The problem: From the line containing "Could you point to the brick" down to the final entry below, restate each line word for word.

((

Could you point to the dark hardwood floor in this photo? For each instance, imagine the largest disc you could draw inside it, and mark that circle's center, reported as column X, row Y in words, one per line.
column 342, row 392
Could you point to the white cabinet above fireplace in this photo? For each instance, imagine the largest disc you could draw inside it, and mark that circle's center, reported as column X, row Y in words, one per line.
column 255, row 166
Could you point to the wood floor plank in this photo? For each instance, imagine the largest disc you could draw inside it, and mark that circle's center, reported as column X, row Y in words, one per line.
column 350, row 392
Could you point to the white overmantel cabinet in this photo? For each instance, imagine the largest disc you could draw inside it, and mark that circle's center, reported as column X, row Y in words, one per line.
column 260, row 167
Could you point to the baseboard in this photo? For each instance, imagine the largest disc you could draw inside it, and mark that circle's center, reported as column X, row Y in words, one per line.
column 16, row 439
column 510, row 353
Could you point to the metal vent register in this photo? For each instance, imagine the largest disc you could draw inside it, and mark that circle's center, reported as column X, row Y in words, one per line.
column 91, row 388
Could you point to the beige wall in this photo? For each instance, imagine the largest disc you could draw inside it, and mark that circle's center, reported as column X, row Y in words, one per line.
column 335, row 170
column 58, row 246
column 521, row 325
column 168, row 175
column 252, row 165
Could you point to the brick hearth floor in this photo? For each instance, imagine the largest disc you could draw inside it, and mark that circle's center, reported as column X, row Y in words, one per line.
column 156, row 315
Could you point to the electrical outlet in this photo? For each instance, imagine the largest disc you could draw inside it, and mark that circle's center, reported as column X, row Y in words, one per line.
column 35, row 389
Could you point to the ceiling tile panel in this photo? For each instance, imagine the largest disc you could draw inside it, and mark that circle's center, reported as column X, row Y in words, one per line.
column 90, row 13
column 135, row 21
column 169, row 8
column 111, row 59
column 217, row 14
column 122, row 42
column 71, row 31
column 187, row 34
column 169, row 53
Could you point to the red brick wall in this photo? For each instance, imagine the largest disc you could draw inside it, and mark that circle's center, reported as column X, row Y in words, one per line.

))

Your response:
Could you point to the brick hearth floor in this photo? For each instance, imagine the largest disc you could draw inside it, and mark that circle's center, reported as column X, row Y in words, one per line.
column 156, row 315
Could you point to the electrical outlet in this photo? For each instance, imagine the largest disc you could draw inside it, and mark that circle's center, reported as column X, row Y in words, one per line.
column 35, row 389
Could you point to the ceiling tile panel in this photo? For each instance, imagine the largest disc you could draw inside it, and mark that circle's center, reported as column X, row Y in words, one per line.
column 90, row 13
column 135, row 21
column 169, row 8
column 111, row 59
column 217, row 14
column 122, row 42
column 71, row 31
column 187, row 34
column 169, row 53
Could you point to the red brick wall in this photo? For each instance, imagine the largest disc you could draw inside it, and mark that circle's center, reported as column X, row Y in words, one per line.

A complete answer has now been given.